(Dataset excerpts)

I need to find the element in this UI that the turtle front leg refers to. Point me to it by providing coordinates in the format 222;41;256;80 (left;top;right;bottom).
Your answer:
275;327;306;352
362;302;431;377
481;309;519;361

PROBLEM DESCRIPTION: Give back each entry above precisely as it was written.

THE COMPLETED TASK:
I need to find the element in this UI that the turtle front leg refers to. Point me to it by providing coordinates in the format 222;41;256;80 (left;top;right;bottom).
Your answer:
275;327;306;352
362;302;431;377
481;309;519;361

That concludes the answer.